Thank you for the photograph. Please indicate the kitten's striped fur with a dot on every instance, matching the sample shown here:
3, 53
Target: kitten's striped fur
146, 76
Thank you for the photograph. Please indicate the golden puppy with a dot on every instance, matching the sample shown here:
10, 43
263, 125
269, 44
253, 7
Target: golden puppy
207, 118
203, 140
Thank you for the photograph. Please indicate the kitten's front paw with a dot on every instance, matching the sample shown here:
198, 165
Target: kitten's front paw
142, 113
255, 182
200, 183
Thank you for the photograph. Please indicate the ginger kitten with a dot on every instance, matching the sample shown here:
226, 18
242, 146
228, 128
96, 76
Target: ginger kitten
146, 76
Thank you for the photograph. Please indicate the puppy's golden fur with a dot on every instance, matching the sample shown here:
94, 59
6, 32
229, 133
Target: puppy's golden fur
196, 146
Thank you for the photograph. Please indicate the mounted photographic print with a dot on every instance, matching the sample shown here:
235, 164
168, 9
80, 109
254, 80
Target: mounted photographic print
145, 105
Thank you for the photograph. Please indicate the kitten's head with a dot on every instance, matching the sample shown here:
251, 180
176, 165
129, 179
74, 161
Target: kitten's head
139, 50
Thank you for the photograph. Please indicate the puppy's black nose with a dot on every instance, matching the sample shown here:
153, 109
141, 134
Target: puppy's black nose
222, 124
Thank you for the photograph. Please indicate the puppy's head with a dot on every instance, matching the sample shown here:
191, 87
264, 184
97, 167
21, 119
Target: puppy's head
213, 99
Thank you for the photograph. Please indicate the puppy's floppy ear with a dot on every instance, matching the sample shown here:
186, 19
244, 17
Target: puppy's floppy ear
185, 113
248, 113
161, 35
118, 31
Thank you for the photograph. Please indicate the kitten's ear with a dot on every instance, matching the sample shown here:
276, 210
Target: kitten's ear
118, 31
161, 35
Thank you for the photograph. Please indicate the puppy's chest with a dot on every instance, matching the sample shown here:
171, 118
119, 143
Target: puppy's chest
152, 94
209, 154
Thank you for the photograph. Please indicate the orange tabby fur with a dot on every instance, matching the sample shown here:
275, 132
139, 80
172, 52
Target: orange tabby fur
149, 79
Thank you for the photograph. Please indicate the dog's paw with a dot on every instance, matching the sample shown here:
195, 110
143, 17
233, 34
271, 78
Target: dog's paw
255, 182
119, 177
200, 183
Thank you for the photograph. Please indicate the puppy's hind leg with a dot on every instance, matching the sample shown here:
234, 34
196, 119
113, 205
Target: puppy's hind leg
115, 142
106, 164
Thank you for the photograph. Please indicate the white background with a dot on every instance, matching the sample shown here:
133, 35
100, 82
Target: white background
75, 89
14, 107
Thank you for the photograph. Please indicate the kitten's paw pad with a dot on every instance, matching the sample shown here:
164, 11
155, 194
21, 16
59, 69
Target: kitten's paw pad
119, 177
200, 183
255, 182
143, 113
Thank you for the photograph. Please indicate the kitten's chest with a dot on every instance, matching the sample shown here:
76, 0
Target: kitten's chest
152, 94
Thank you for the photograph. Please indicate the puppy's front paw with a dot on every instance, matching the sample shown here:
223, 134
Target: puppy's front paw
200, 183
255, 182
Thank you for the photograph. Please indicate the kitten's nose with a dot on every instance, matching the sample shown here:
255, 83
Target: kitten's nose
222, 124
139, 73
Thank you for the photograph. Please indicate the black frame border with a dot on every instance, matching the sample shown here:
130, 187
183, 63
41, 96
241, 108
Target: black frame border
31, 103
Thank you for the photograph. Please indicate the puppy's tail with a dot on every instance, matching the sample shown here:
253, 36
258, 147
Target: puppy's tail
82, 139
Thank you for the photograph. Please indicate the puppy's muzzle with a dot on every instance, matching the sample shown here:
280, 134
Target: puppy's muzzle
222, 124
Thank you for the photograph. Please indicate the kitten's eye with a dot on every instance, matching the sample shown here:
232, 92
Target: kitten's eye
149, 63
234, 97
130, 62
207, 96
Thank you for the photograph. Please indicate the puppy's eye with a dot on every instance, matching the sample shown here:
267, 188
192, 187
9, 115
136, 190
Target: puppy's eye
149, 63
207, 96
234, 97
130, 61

*Task goal:* Rewrite every line of the entries above as one numbered list, and leave out any blank lines.

*Expected output:*
1. Thank you for the photograph. Please indicate the kitten's striped fur with a dot on every instance, matching the sample shown here:
2. 3, 53
3. Target: kitten's striped fur
4. 146, 76
5. Thank you for the photograph. Please indicate the golden puppy with a dot on every instance, matching the sample shown here:
6. 10, 43
7. 263, 125
8. 269, 44
9. 253, 7
10. Target: golden puppy
11. 207, 118
12. 203, 140
13. Thank you for the photograph. Please indicate the kitten's front paw with a dot on every instance, matching the sample shown here:
14. 198, 165
15. Target: kitten's front paw
16. 142, 113
17. 255, 182
18. 200, 183
19. Thank you for the photograph. Please indicate the ginger kitten with a dot on every instance, matching the sample shown here:
20. 226, 18
21. 242, 146
22. 228, 128
23. 96, 76
24. Target: ginger kitten
25. 146, 76
26. Thank you for the photograph. Please indicate the puppy's golden fur with a dot on every instance, matching the sample shown here:
27. 94, 59
28. 6, 32
29. 229, 133
30. Target: puppy's golden fur
31. 196, 146
32. Thank you for the photograph. Please indicate the mounted photographic print with a dot on every instance, matching the sample shown here:
33. 235, 164
34. 168, 9
35. 80, 109
36. 254, 80
37. Target: mounted photographic print
38. 145, 105
39. Thank you for the photograph. Please indicate the kitten's head with a dot on every instance, matching the sample shown here:
40. 251, 180
41. 176, 165
42. 129, 179
43. 74, 161
44. Target: kitten's head
45. 139, 50
46. Thank you for the photograph. Please indicate the puppy's black nose with a dot on every instance, matching the sample shown here:
47. 153, 109
48. 141, 134
49. Target: puppy's black nose
50. 222, 124
51. Thank you for the photograph. Please indicate the puppy's head with a dot on every instance, matching the sample shown here:
52. 191, 87
53. 264, 184
54. 97, 167
55. 21, 119
56. Target: puppy's head
57. 213, 99
58. Thank you for the photograph. Please indicate the puppy's floppy ear with a dot on every instance, matching the sample shown here:
59. 186, 19
60. 244, 17
61. Target: puppy's floppy ear
62. 185, 113
63. 248, 113
64. 161, 35
65. 118, 31
66. Thank you for the photograph. Please indicate the kitten's ear with a dot on every instance, matching the sample shown here:
67. 276, 210
68. Target: kitten's ear
69. 118, 31
70. 161, 35
71. Thank you for the photograph. Please indicate the puppy's chest with a dot on every instance, matching the sample shown here:
72. 171, 118
73. 119, 143
74. Target: puppy's chest
75. 152, 94
76. 209, 154
77. Thank you for the photograph. Please indicate the orange tabby fur with a dot on every instance, matching the sample shown here:
78. 275, 132
79. 139, 80
80. 172, 52
81. Target: orange tabby fur
82. 149, 79
83. Thank you for the photograph. Please indicate the dog's paw with a dot on every instance, matching the sample shown here:
84. 195, 110
85. 143, 17
86. 233, 34
87. 271, 78
88. Target: dog's paw
89. 255, 182
90. 119, 177
91. 200, 183
92. Thank you for the photograph. Please indicate the puppy's hind leg with a dot on every instance, matching the sample shown here:
93. 234, 34
94. 196, 119
95. 113, 205
96. Target: puppy's hind leg
97. 115, 142
98. 106, 164
99. Thank you for the photograph. Please indicate the white background with a dot on every instance, matching the sample shown here:
100. 133, 35
101. 100, 82
102. Target: white background
103. 75, 89
104. 14, 107
105. Thank you for the photograph. Please indicate the kitten's paw pad with a dot on every instance, matching the sample shown here:
106. 164, 11
107. 155, 194
108. 21, 16
109. 59, 69
110. Target: kitten's paw pad
111. 119, 177
112. 200, 183
113. 255, 182
114. 143, 113
115. Thank you for the photograph. Please indicate the kitten's chest with a dot on every instance, matching the sample shown here:
116. 76, 0
117. Target: kitten's chest
118. 152, 94
119. Thank you for the photograph. Please indicate the puppy's front paw with a dot on every instance, matching the sample shown here:
120. 223, 134
121. Target: puppy's front paw
122. 200, 183
123. 255, 182
124. Thank you for the photograph. Please indicate the kitten's nose with a dot on every instance, matching the sample shown here:
125. 255, 83
126. Target: kitten's nose
127. 222, 124
128. 139, 73
129. Thank you for the photograph. Please indicate the black frame border with a dot on every instance, matching the sample shown here:
130. 130, 187
131. 183, 63
132. 41, 96
133. 241, 108
134. Target: black frame border
135. 31, 103
136. Thank you for the photograph. Please indicate the puppy's tail with a dot on every instance, matching the sample shown here:
137. 253, 36
138. 258, 147
139. Target: puppy's tail
140. 82, 139
141. Thank you for the photograph. Please indicate the puppy's muzzle with a dot on every instance, matching the sample shown here:
142. 280, 134
143. Target: puppy's muzzle
144. 222, 124
145. Thank you for the photograph. Please indicate the kitten's eye with a dot on every instance, matching the sample shown here:
146. 232, 92
147. Target: kitten's eye
148. 149, 63
149. 234, 97
150. 130, 62
151. 207, 96
152. Thank you for the photograph. Please indicate the puppy's eye with a dot on every instance, matching the sample shown here:
153. 267, 188
154. 192, 187
155. 9, 115
156. 136, 190
157. Target: puppy's eye
158. 149, 63
159. 207, 96
160. 234, 97
161. 130, 61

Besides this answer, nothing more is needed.